**Prompt:**
From top to bottom, restate the entries below word for word.
Exercise inputs below:
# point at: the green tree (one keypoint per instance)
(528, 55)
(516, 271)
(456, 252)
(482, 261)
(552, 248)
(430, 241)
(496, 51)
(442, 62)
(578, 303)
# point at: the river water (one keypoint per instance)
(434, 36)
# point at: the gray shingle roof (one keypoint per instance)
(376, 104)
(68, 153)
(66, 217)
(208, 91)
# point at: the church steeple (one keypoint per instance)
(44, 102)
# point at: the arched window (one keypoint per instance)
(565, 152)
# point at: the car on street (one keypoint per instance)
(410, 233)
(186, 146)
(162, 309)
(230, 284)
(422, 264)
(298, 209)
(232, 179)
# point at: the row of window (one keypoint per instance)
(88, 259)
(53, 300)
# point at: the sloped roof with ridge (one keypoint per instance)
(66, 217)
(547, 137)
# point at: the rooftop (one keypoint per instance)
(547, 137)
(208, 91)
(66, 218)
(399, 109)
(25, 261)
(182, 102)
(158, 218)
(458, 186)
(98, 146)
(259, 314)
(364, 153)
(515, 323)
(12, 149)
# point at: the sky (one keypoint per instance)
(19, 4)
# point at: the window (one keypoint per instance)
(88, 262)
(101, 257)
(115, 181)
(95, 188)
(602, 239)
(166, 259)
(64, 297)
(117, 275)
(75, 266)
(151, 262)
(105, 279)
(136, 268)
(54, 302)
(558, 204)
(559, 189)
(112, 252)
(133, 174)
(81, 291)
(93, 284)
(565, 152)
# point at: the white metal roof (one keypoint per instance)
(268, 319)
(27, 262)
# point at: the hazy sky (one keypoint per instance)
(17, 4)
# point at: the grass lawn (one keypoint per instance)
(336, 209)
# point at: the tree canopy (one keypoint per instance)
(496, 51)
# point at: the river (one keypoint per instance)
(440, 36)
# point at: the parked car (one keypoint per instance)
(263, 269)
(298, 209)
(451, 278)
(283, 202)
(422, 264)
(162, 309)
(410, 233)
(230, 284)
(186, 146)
End of Exercise inputs.
**Solution:**
# point at: the green tree (one keypoint per instance)
(528, 55)
(516, 271)
(456, 252)
(482, 261)
(552, 248)
(430, 241)
(496, 51)
(442, 62)
(578, 303)
# point at: the river water (one keypoint per instance)
(434, 36)
# point at: the gray shingle roof (one keypoint per instance)
(376, 104)
(68, 153)
(66, 217)
(208, 91)
# point at: the church steeple (one keypoint per instance)
(44, 102)
# point at: the arched window (one keypoint per instance)
(565, 152)
# point at: the car on street (one keypoint per instance)
(410, 233)
(186, 146)
(162, 309)
(230, 284)
(422, 264)
(298, 209)
(232, 179)
# point at: the row of window (one keypoint per instance)
(88, 259)
(53, 300)
# point at: the sloped roof with ridge (one keypoint per instance)
(66, 217)
(547, 137)
# point at: the rooftop (one keypoint per instance)
(547, 137)
(208, 91)
(66, 218)
(399, 109)
(25, 261)
(182, 102)
(158, 218)
(458, 186)
(98, 146)
(259, 314)
(364, 153)
(515, 323)
(12, 149)
# point at: the sky (one keypoint per instance)
(19, 4)
# point at: the window (one keypoint per instance)
(88, 262)
(101, 257)
(115, 181)
(95, 188)
(602, 239)
(166, 259)
(64, 297)
(117, 275)
(75, 266)
(151, 262)
(105, 279)
(136, 268)
(54, 302)
(558, 204)
(559, 189)
(112, 252)
(133, 174)
(81, 291)
(93, 284)
(565, 152)
# point at: the white metal roof (one keypoint per instance)
(268, 319)
(27, 262)
# point at: the hazy sky (one keypoint per instance)
(17, 4)
# point at: the grass lawn (one keypoint per instance)
(336, 209)
# point at: the tree canopy (one keypoint per instance)
(496, 51)
# point at: the river (one keypoint per instance)
(440, 36)
# point at: the parked car (one keypoint per instance)
(263, 269)
(298, 209)
(451, 278)
(283, 202)
(422, 264)
(162, 309)
(410, 233)
(230, 284)
(186, 146)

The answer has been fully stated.